→ **Problem description**
Pick out every line of the items below that contains the string "leafy", matching case exactly, and copy each such line in full.
-- begin Working data --
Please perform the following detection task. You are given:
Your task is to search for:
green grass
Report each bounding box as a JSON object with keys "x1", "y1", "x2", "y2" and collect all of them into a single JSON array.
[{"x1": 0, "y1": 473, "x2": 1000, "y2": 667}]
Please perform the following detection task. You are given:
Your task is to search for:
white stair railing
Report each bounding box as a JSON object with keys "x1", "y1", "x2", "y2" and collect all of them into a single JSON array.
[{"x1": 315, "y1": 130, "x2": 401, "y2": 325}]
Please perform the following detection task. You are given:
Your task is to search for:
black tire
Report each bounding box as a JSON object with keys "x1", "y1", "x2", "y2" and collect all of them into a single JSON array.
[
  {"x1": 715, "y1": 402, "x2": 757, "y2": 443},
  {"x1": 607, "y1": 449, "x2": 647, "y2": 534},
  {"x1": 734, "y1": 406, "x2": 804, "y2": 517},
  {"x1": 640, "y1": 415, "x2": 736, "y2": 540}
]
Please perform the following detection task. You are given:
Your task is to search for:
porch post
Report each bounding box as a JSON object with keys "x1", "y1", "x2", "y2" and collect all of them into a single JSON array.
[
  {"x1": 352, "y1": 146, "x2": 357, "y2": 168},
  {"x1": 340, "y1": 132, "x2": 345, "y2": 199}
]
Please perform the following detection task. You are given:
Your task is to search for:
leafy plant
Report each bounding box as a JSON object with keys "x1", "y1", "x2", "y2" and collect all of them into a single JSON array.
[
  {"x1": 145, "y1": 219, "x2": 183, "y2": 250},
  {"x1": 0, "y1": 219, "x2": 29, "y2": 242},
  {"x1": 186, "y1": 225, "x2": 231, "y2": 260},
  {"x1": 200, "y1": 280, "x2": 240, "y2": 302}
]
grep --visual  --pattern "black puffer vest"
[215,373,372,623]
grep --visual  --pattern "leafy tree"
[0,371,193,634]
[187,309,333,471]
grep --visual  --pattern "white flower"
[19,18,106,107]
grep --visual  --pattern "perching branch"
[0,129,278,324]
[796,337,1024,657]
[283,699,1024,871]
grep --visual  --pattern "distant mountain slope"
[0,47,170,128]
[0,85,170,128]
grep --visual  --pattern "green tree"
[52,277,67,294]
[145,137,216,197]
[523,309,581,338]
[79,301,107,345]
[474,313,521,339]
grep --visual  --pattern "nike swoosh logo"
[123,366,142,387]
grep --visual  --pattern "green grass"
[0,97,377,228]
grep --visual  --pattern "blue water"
-- end Working data --
→ **Final result**
leafy plant
grep --visual  --pattern "leafy tree"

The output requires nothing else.